-- start EXTRACT --

In [1]:
import os
import io
from IPython.display import Image, display, HTML
from PIL import Image
import base64 
import requests, json

from dotenv import load_dotenv, find_dotenv
# read local .env file
_ = load_dotenv(find_dotenv()) 
hf_api_key = os.environ['HF_API_KEY']

In [2]:
#######################################################
# Here we are going to call multiple endpoints!
# - inputs: The data to be sent to the API.
# - parameters: Additional parameters that can be 
#   included in the API request (optional).
# - ENDPOINT_URL: The URL of the API endpoint 
#   (optional).
# 
# Note:
# - The function get_completion is designed to send a 
#   POST request to a specified API endpoint 
#   (ENDPOINT_URL). 
# - The term "multiple endpoints" might be used in the 
#   comment to imply that this function could be 
#   adapted to work with different API endpoints by 
#   calling it with different URLs.
#######################################################


In [2]:
import requests
import json

def get_completion(inputs, parameters=None, ENDPOINT_URL=""):
    # Set up headers for the API request, including the Authorization token
    headers = {
        "Authorization": f"Bearer {hf_api_key}",
        "Content-Type": "application/json"
    }

    # Prepare the data payload for the POST request
    data = {"inputs": inputs}

    # If parameters are provided, add them to the data payload
    if parameters is not None:
        data.update({"parameters": parameters})

    # Send a POST request to the specified endpoint URL
    response = requests.post(ENDPOINT_URL, headers=headers, data=json.dumps(data))

    # Check if the response is JSON or binary content
    try:
        # Try to parse and return the JSON response
        return response.json()

-- end EXTRACT --
-- start PROVIDED RECORDS --

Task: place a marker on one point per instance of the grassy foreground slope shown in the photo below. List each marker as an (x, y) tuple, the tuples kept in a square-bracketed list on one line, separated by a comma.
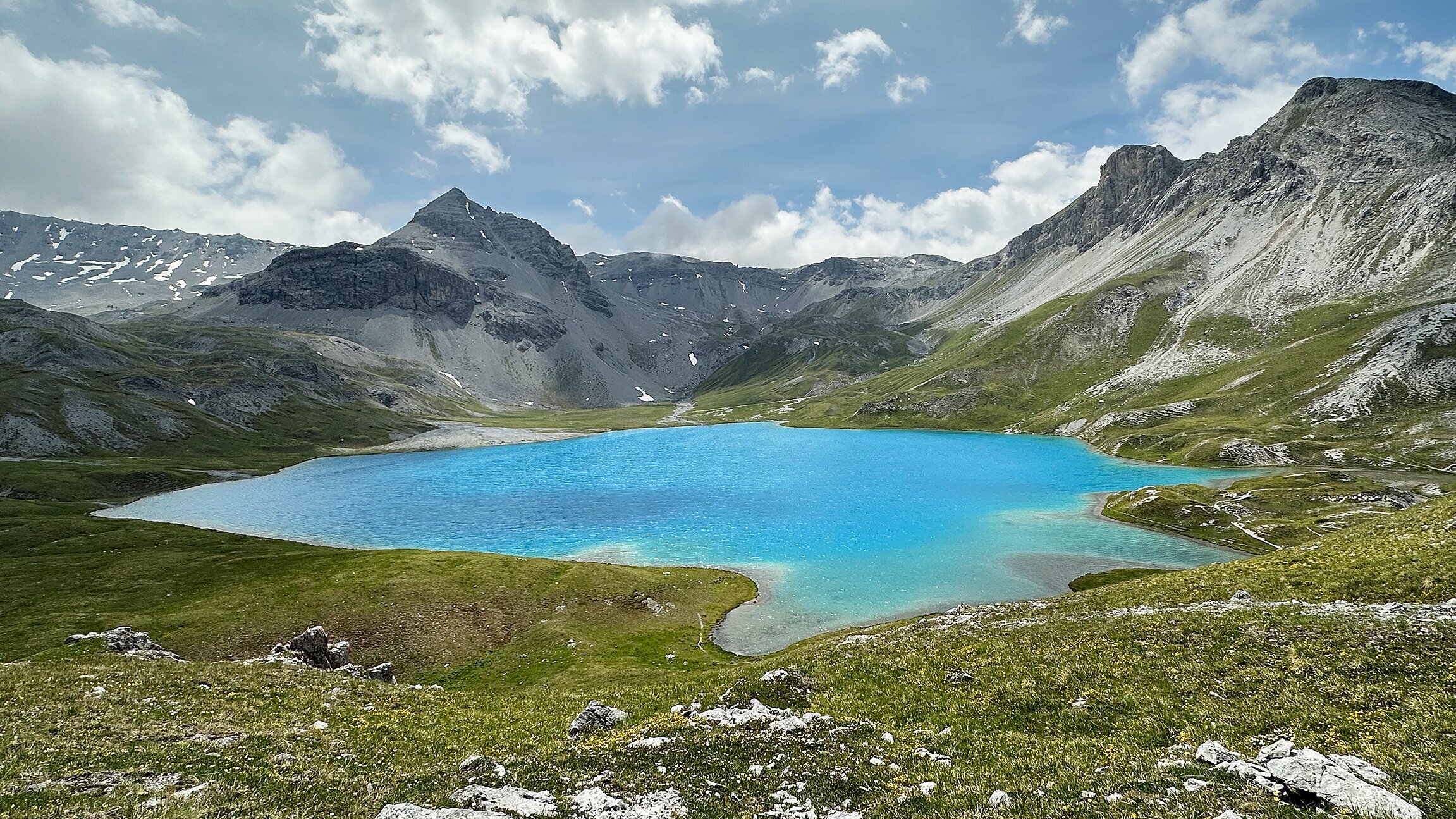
[(441, 617), (1050, 701)]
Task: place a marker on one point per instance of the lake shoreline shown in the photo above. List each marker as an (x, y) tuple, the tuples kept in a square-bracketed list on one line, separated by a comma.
[(830, 596)]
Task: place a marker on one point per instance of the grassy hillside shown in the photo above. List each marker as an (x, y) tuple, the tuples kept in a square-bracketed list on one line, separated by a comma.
[(439, 615), (1048, 701)]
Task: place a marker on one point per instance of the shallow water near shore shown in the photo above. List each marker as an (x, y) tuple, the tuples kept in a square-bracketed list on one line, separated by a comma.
[(838, 526)]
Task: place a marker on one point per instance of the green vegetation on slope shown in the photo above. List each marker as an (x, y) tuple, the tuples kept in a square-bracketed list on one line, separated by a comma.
[(1258, 515), (1043, 700), (458, 617)]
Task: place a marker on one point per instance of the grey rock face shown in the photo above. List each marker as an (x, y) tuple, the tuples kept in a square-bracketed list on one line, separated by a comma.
[(89, 269), (354, 277), (83, 386), (314, 649), (1312, 773), (130, 642), (513, 801), (1346, 783), (596, 717)]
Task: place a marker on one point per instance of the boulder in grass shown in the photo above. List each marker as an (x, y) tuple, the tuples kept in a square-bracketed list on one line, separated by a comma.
[(510, 801), (128, 642), (1312, 773), (596, 717), (312, 649)]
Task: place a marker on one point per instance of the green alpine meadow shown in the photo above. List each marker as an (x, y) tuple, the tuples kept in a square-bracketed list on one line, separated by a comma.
[(1022, 410)]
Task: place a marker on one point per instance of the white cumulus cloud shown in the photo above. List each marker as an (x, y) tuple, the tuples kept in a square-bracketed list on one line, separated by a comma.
[(478, 147), (488, 56), (1247, 40), (130, 13), (1036, 28), (963, 223), (104, 142), (1436, 59), (903, 88), (1203, 117), (768, 78), (839, 56)]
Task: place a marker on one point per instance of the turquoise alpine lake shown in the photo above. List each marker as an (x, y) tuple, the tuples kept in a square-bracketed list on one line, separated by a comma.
[(838, 526)]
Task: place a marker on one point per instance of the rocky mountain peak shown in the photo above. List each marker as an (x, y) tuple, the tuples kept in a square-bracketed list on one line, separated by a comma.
[(1331, 118)]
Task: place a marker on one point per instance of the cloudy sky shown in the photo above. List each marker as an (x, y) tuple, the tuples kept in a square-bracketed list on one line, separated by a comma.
[(759, 132)]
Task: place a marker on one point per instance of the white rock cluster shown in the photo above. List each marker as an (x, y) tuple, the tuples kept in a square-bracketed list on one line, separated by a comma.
[(479, 802), (1346, 783), (127, 642), (756, 713)]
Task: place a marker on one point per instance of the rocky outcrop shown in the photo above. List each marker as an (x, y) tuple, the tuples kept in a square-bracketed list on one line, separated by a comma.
[(596, 717), (315, 650), (356, 277), (128, 642), (511, 801), (1127, 195), (89, 269), (1343, 783)]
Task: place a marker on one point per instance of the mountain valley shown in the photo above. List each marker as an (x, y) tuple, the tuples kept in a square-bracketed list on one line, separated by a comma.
[(1286, 307)]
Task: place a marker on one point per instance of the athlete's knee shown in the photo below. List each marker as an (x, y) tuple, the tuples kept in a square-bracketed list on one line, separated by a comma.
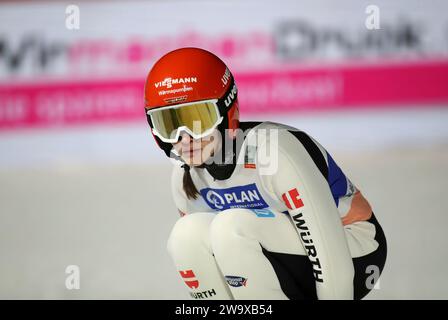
[(190, 231), (232, 223)]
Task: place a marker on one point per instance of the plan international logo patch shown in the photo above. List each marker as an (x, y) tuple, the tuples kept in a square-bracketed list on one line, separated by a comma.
[(246, 196)]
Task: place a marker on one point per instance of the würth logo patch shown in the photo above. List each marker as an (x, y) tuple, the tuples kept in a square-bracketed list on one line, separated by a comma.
[(292, 199), (189, 278)]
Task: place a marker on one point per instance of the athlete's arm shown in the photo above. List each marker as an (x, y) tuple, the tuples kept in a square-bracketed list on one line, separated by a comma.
[(306, 193)]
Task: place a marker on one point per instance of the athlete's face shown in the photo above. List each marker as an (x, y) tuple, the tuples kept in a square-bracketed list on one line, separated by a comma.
[(196, 151)]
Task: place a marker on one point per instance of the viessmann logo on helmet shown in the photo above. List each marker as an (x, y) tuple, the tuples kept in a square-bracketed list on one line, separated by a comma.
[(247, 196), (168, 82)]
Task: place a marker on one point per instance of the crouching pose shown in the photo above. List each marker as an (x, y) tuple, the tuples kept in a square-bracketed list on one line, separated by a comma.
[(266, 213)]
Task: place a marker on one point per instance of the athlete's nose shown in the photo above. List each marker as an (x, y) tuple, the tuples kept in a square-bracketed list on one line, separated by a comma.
[(185, 138)]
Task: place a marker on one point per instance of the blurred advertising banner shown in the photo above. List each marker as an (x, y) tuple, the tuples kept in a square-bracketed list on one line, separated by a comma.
[(63, 64)]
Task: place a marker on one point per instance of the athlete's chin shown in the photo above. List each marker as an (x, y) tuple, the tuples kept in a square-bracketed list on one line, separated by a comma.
[(195, 160)]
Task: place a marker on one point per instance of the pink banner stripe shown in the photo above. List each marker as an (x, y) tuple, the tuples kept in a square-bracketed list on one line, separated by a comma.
[(286, 91)]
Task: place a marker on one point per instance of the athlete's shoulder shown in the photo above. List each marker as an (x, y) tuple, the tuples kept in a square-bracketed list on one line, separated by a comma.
[(283, 137)]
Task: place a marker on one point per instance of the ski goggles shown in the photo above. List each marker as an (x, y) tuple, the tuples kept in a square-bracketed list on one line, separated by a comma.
[(198, 119)]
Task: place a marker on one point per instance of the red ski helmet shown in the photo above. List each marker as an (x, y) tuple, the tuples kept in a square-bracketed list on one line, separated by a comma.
[(185, 86)]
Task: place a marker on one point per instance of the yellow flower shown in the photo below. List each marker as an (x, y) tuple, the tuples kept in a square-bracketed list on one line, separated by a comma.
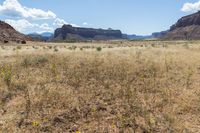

-- end PROVIDED RECORDS --

• **GOALS**:
1. Decide whether each statement agrees with the API request code. Answer yes or no for each, and quote the words from the code that decide it. (a) The API key is read from an environment variable named HF_API_KEY. (b) The function get_completion sends a GET request to the endpoint. (c) Parameters are always added to the data payload.
2. Resume the API request code right after its last line, "return response.json()".

• **RESPONSES TO THE TASKS**:
1.
(a) Yes: "hf_api_key = os.environ['HF_API_KEY']"
(b) No: "# Send a POST request to the specified endpoint URL"
(c) No: "if parameters is not None:"

2.
    except json.JSONDecodeError:
        # If it's binary data, handle it as needed
        return response.content  # Return raw binary if JSON decoding fails



In [4]:
#######################################################
# Step 1: text-to-image
#######################################################


In [3]:
TTI_ENDPOINT = os.environ['HF_API_TTI_BASE']
# image-to-text
ITT_ENDPOINT = os.environ['HF_API_ITT_BASE']

In [6]:
#######################################################
# Step 2: Building your game with `gr.Blocks()`
#######################################################


In [7]:
def image_to_base64_str(pil_image):
    byte_arr = io.BytesIO()
    pil_image.save(byte_arr, format='PNG')
    byte_arr = byte_arr.getvalue()
    return str(base64.b64encode(byte_arr).
          decode('utf-8'))

# def base64_to_pil(img_base64):
#     base64_decoded = base64.b64decode(img_base64)
#     byte_stream = io.BytesIO(base64_decoded)
#     pil_image = Image.open(byte_stream)
#     return pil_image

def base64_to_pil(img_base64):
    try:
        # Decode the base64 string
        base64_decoded = base64.b64decode(img_base64)
        # Load it into a BytesIO stream
        byte_stream = BytesIO(base64_decoded)
        # Attempt to open as an image
        pil_image = Image.open(byte_stream)
        pil_image.verify()  # Verify the image integrity
        pil_image = Image.open(byte_stream)  # Re-open for actual use if verified
        return pil_image
    except (base64.binascii.Error, PIL.UnidentifiedImageError) as e:
        print("Error decoding or identifying image:", e)
        return None  # Return None if there is an issue

# Lession 2: Image Captioning
def captioner(image):
    base64_image = image_to_base64_str(image)
    result = get_completion(base64_image, 
          None, ITT_ENDPOINT)
    print(result)
    return result[0]['generated_text']

# Lession 3: Image Generation App
def generate(prompt):
    output = get_completion(prompt, None, TTI_ENDPOINT)
    result_image = base64_to_pil(output)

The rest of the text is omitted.